-- Dataset start --
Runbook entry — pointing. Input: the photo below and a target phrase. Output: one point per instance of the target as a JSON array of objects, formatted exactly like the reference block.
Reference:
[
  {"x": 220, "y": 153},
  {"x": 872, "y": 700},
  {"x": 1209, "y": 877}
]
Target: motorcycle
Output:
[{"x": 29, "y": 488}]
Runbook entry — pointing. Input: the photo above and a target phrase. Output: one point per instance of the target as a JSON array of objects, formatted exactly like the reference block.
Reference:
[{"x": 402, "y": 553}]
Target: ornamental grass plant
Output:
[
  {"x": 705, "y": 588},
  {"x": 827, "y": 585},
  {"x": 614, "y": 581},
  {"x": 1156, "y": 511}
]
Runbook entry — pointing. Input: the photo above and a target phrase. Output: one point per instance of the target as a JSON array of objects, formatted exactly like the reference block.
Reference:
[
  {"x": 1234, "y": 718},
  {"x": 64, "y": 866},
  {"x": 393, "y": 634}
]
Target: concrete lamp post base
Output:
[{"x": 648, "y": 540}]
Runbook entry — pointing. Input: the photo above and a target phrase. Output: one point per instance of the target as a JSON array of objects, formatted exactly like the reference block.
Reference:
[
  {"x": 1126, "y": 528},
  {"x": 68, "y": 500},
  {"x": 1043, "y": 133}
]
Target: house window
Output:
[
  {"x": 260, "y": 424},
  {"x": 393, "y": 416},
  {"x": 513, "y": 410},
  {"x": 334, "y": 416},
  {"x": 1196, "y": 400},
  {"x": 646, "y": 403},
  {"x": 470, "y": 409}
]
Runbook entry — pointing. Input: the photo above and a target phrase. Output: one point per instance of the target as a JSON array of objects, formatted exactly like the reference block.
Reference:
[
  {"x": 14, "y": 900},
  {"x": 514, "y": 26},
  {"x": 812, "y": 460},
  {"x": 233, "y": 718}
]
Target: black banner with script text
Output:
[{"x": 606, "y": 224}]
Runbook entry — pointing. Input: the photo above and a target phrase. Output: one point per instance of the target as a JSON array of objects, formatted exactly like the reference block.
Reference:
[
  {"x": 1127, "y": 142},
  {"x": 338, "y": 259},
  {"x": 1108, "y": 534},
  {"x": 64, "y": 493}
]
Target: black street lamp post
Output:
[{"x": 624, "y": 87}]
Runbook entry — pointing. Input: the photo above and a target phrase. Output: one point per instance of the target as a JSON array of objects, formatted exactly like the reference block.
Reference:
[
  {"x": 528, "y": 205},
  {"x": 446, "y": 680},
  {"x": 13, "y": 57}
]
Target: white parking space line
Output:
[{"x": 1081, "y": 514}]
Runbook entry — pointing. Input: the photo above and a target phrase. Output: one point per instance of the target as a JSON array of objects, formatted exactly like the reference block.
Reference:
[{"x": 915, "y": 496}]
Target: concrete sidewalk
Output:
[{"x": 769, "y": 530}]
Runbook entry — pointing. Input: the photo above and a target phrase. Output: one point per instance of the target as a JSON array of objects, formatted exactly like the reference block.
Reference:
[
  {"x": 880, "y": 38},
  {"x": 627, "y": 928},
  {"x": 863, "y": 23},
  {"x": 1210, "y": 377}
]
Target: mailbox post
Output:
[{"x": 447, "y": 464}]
-- Dataset end --
Problem statement:
Generate an exact reproduction of all entries.

Result for this exercise:
Runbook entry — pointing. Input: the photo below and a target phrase. Output: one point per instance of the target as a JSON array of objects, formatted exactly like the reference block.
Reference:
[
  {"x": 220, "y": 153},
  {"x": 872, "y": 700},
  {"x": 1209, "y": 877}
]
Target: motorcycle
Output:
[{"x": 29, "y": 488}]
Runbook entry — pointing. Input: the photo above and a target phrase. Output: one point per instance of the target as a JSON array of objects, formatted exactly like the reference block.
Reference:
[{"x": 402, "y": 553}]
Target: ornamental grass plant
Output:
[
  {"x": 705, "y": 588},
  {"x": 827, "y": 585},
  {"x": 614, "y": 581},
  {"x": 1156, "y": 511}
]
Runbook entry — pointing. Input: the photo above and a target phrase. Output: one point per instance of the target as a JSON array of objects, formatted exactly like the reference block.
Reference:
[
  {"x": 1234, "y": 718},
  {"x": 64, "y": 866},
  {"x": 393, "y": 634}
]
Target: concrete lamp post base
Output:
[{"x": 648, "y": 540}]
Runbook entry — pointing. Input: the photo above and a target phrase. Output: one point per instance of the target as a JSON array of objects, formatted exactly like the reference block.
Reference:
[
  {"x": 1126, "y": 528},
  {"x": 68, "y": 500},
  {"x": 1043, "y": 133}
]
Target: house window
Output:
[
  {"x": 260, "y": 424},
  {"x": 393, "y": 416},
  {"x": 513, "y": 410},
  {"x": 334, "y": 416},
  {"x": 1196, "y": 400},
  {"x": 646, "y": 403},
  {"x": 470, "y": 409}
]
Runbook entry — pointing. Input: the photo above and a target phrase. Output: one point per instance of the target as a JSON array of objects, formatted exactly like the reference block.
Reference:
[
  {"x": 14, "y": 900},
  {"x": 514, "y": 26},
  {"x": 812, "y": 460},
  {"x": 233, "y": 718}
]
Target: black banner with script text
Output:
[{"x": 606, "y": 224}]
Runbook entry — pointing. Input: the photo above and a target phrase. Output: one point per instance of the target as a JSON array of objects, formatted exactly like the reference block.
Reference:
[
  {"x": 1127, "y": 142},
  {"x": 338, "y": 259},
  {"x": 1108, "y": 534},
  {"x": 64, "y": 493}
]
Target: black street lamp post
Output:
[{"x": 624, "y": 87}]
Runbook entry — pointing. Input: the photo above and a target phrase. Output: one point per instance of the target as a JSON array of objects, formatted exactly like the reference block.
Reference:
[
  {"x": 528, "y": 205},
  {"x": 446, "y": 680},
  {"x": 13, "y": 57}
]
Target: white parking space line
Output:
[{"x": 1081, "y": 514}]
Runbook entry — pointing. Input: the photo above and a target phrase. Output: one point per instance of the target as a JSON array of objects, formatted exactly like the reference block.
Reference:
[{"x": 915, "y": 496}]
Target: concrete sidewalk
Output:
[{"x": 769, "y": 530}]
Runbook entry — pointing. Input: the photo above and a target phrase. Output: one point per instance of the target as a JSON array of objects, formatted exactly like the reference block.
Reference:
[
  {"x": 880, "y": 38},
  {"x": 627, "y": 928},
  {"x": 863, "y": 23},
  {"x": 1210, "y": 377}
]
Target: mailbox post
Output:
[{"x": 447, "y": 464}]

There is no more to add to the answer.